> Natural-language object grounding data
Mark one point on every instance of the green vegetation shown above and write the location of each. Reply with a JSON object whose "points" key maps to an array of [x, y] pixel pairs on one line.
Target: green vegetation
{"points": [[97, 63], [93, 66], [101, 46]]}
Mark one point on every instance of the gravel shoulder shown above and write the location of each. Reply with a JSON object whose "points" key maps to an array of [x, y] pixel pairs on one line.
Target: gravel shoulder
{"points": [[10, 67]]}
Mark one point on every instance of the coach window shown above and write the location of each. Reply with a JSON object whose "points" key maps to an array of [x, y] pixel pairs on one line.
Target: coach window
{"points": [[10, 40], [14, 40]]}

---

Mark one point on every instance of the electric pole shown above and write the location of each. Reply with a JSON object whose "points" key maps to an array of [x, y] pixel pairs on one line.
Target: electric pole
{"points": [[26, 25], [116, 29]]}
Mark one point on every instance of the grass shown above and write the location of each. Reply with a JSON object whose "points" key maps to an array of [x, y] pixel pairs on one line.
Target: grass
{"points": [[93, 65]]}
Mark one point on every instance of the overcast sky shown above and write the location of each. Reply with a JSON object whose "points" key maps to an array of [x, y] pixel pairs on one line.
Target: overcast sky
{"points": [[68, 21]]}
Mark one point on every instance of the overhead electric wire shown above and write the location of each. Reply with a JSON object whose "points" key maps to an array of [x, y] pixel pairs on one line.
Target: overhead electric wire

* * *

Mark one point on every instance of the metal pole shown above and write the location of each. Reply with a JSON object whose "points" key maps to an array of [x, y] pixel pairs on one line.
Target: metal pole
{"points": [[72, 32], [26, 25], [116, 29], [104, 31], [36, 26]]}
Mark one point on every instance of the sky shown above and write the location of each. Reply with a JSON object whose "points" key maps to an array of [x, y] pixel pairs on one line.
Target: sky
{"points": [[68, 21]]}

> TASK TO CARRY OUT
Among the records above, a stretch begins at the line containing "Target: gravel shoulder" and ends at the line containing "Mark one point on every instance of the coach". Restate that stretch word for word, and nothing else.

> WRITTEN ANSWER
Target: gravel shoulder
{"points": [[10, 67]]}
Mark one point on every instance of the coach window shown above and write the location of each. Reply with a JSON object whose "points" key maps to an array of [x, y] pixel pairs on one line.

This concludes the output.